_KURZE ÜBUNG 1_: Schreibe den Textauszug zum Umsatzsteuerbescheid an eine GbR vollständig und unverändert ab.

_TEXTAUSZUG_:
· · ·
Entscheidungsstichwort (Thema)
Hinreichende Bestimmtheit eines an eine BGB-Gesellschaft übermittelten Umsatzsteuerbescheids
Leitsatz (amtlich)
Der an eine Gesellschaft bürgerlichen Rechts übermittelte Umsatzsteuerbescheid ist hinreichend bestimmt, wenn er an einen Gesellschafter mit dem Zusatz "für GbR …" ergeht und sich aus dem Steuerfahndungsbericht die einzelnen Gesellschafter der aus Sicht der Behörde bestehenden Gesellschaft ergeben. Zur Auslegung von daraufhin eingelegten Einsprüchen einzelner Gesellschafter, welche - fachkundig vertreten - nicht ausdrücklich im Namen der GbR handeln. Die Gesellschafter selbst sind durch den Bescheid nicht beschwert.
Normenkette
AO § 125; BGB §§ 133, 157; FGO § 40 Abs. 2
Tatbestand
Die Kläger wenden sich gegen Umsatzsteuerbescheide betreffend die Jahre 2017 und 2018.
· · ·
_EXTRAHIERTE DATEN_:
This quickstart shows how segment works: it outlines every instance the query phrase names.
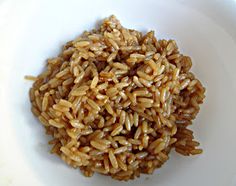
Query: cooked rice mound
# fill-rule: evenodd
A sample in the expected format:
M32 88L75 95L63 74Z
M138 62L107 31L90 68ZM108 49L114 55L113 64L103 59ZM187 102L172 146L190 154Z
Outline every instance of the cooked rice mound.
M205 88L174 40L126 29L111 16L66 43L30 89L51 152L85 176L151 174L172 148L200 154L187 127Z

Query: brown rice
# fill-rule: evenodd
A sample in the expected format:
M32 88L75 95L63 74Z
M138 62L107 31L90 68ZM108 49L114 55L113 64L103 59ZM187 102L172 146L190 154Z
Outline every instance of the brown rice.
M30 89L31 111L53 137L52 153L85 176L151 174L172 148L197 149L192 124L205 88L174 40L126 29L111 16L69 41Z

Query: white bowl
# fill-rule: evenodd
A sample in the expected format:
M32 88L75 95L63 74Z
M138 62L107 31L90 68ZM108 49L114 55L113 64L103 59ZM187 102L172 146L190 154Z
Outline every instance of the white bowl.
M157 38L175 39L207 89L193 130L204 153L170 160L129 182L85 178L49 153L48 136L30 112L24 75L37 75L61 46L103 18ZM236 1L8 1L0 4L0 185L235 186Z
· · ·
_KURZE ÜBUNG 2_: Wandle die Zeilen der Einträge von der Zeile mit „Query: white bowl“ bis zum Ende der Einträge, beide eingeschlossen, in eine Markdown-Tabelle mit den Spalten „Nr“ und „Zeile“ um. Leerzeilen lässt du dabei weg.

_ANTWORT 1_:
Entscheidungsstichwort (Thema)
Hinreichende Bestimmtheit eines an eine BGB-Gesellschaft übermittelten Umsatzsteuerbescheids
Leitsatz (amtlich)
Der an eine Gesellschaft bürgerlichen Rechts übermittelte Umsatzsteuerbescheid ist hinreichend bestimmt, wenn er an einen Gesellschafter mit dem Zusatz "für GbR …" ergeht und sich aus dem Steuerfahndungsbericht die einzelnen Gesellschafter der aus Sicht der Behörde bestehenden Gesellschaft ergeben. Zur Auslegung von daraufhin eingelegten Einsprüchen einzelner Gesellschafter, welche - fachkundig vertreten - nicht ausdrücklich im Namen der GbR handeln. Die Gesellschafter selbst sind durch den Bescheid nicht beschwert.
Normenkette
AO § 125; BGB §§ 133, 157; FGO § 40 Abs. 2
Tatbestand
Die Kläger wenden sich gegen Umsatzsteuerbescheide betreffend die Jahre 2017 und 2018.

_ANTWORT 2_:
| Nr | Zeile |
|---|---|
| 1 | Query: white bowl |
| 2 | # fill-rule: evenodd |
| 3 | A sample in the expected format: |
| 4 | M32 88L75 95L63 74Z |
| 5 | M138 62L107 31L90 68ZM108 49L114 55L113 64L103 59ZM187 102L172 146L190 154Z |
| 6 | Outline every instance of the white bowl. |
| 7 | M157 38L175 39L207 89L193 130L204 153L170 160L129 182L85 178L49 153L48 136L30 112L24 75L37 75L61 46L103 18ZM236 1L8 1L0 4L0 185L235 186Z |